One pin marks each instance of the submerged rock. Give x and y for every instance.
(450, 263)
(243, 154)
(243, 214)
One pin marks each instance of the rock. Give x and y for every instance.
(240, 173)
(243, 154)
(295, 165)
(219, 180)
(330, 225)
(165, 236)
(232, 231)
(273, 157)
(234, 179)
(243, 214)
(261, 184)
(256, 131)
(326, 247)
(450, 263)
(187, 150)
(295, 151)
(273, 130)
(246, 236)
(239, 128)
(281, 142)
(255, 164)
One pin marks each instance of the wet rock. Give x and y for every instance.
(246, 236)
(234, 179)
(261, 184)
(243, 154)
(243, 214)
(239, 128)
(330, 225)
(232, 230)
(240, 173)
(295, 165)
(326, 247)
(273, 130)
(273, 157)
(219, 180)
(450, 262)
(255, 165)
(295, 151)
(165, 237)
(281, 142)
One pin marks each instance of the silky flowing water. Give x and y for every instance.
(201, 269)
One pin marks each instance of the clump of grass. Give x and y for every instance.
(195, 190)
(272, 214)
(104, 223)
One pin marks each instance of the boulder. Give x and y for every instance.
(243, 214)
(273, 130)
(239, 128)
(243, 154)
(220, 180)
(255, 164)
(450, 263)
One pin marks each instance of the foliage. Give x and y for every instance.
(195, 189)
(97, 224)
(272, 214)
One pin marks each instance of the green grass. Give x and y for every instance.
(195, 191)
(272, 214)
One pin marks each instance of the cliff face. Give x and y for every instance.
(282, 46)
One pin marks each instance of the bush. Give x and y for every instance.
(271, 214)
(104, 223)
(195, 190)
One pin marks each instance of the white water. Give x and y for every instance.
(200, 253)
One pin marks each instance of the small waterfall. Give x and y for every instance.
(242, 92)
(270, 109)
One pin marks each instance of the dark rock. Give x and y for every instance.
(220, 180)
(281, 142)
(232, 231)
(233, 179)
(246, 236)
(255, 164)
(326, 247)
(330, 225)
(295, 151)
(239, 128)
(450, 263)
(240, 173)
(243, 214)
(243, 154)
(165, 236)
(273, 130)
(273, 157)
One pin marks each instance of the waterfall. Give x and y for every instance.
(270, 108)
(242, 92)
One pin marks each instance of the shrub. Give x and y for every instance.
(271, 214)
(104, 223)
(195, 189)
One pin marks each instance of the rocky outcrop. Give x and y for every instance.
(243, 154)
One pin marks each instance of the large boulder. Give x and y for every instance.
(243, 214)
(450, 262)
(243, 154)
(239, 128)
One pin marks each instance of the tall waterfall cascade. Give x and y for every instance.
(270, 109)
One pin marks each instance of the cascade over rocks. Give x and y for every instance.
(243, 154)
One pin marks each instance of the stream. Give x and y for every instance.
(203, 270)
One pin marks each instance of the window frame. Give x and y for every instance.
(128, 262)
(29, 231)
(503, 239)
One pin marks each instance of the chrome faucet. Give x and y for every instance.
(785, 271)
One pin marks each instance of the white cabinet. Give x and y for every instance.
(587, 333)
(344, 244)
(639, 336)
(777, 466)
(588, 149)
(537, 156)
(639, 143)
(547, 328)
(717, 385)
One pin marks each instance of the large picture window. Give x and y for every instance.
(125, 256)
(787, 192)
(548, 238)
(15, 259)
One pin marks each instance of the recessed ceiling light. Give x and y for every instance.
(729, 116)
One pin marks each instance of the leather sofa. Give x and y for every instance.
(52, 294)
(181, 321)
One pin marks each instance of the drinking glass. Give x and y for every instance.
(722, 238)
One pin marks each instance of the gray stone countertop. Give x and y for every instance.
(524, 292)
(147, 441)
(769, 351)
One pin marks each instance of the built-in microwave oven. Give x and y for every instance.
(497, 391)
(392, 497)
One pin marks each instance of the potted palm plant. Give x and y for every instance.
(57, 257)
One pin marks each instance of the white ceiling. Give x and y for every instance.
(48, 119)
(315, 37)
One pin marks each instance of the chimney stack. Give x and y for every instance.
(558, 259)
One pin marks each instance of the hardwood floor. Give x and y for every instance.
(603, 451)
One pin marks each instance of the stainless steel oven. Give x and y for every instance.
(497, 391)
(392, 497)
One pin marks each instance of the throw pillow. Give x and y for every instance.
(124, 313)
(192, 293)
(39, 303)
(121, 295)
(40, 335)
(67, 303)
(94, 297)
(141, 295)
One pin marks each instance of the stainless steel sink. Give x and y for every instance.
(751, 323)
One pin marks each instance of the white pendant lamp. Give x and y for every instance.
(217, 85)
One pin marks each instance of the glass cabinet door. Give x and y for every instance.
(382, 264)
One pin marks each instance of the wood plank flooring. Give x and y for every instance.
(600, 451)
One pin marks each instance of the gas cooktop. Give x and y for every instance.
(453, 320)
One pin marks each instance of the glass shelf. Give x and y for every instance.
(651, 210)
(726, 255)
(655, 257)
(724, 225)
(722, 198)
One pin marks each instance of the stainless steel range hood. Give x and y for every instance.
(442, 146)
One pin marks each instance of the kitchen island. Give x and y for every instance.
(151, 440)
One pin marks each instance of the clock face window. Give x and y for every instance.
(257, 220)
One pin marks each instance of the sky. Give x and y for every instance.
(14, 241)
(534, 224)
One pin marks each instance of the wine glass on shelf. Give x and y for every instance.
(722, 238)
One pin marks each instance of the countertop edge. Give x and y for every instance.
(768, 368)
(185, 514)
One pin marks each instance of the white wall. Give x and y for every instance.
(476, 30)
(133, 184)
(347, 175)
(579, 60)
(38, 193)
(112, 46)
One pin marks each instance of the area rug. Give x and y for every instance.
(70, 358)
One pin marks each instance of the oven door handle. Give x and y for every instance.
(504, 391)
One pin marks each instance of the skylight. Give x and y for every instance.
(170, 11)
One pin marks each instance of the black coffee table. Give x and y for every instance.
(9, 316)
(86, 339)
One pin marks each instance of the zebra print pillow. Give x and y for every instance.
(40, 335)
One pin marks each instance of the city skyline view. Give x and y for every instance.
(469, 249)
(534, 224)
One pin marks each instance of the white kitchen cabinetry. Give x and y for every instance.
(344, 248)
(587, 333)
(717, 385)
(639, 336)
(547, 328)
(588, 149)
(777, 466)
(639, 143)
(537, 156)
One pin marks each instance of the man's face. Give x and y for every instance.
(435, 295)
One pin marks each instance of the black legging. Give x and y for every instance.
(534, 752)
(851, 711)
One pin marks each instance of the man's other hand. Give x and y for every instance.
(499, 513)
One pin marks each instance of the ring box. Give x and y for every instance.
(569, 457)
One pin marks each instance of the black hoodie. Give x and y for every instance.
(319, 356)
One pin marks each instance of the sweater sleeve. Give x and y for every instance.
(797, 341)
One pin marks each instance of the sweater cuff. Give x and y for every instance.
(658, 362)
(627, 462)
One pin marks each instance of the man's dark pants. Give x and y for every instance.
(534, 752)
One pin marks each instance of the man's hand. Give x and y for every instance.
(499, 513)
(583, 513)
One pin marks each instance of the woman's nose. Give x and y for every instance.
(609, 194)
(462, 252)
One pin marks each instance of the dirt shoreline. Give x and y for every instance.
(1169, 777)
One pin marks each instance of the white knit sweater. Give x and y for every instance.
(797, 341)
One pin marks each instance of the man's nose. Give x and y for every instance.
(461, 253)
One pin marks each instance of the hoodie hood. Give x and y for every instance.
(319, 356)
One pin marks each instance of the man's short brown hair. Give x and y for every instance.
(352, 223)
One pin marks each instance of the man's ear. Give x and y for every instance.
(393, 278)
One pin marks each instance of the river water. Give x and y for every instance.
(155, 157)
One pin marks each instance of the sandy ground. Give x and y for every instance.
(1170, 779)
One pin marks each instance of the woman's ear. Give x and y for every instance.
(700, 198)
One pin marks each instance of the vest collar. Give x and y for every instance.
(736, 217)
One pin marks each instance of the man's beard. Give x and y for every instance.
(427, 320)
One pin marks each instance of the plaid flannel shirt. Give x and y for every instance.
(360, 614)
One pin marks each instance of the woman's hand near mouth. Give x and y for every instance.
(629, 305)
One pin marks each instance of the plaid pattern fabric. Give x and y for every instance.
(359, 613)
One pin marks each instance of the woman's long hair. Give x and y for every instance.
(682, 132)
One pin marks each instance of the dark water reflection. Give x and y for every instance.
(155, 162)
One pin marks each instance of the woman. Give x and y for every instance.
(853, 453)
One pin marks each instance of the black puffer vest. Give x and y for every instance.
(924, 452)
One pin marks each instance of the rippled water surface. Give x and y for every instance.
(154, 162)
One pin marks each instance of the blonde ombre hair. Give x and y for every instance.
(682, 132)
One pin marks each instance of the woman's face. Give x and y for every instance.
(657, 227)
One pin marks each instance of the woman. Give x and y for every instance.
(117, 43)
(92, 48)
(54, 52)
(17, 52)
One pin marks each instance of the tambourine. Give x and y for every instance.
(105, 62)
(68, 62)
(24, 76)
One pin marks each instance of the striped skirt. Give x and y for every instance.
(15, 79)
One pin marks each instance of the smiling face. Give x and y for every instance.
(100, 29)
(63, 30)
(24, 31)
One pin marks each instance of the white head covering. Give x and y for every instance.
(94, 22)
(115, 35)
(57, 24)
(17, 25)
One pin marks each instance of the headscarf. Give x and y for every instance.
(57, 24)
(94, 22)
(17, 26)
========================
> **Directions for this task**:
Quote exactly the line containing "One pin marks each instance of the striped" and every later line through the end of the listing, and no other lines.

> **Exercise result**:
One pin marks each instance of the striped skirt. Give x and y for every instance.
(15, 79)
One pin marks each instance of the smiling face. Give x and y for every instance.
(100, 29)
(63, 30)
(24, 31)
One pin marks each instance of the white head covering. Give x and y for every instance.
(94, 22)
(115, 35)
(57, 24)
(17, 25)
One pin marks each instance of the headscarf. Give x and y for every instance.
(57, 24)
(94, 22)
(17, 26)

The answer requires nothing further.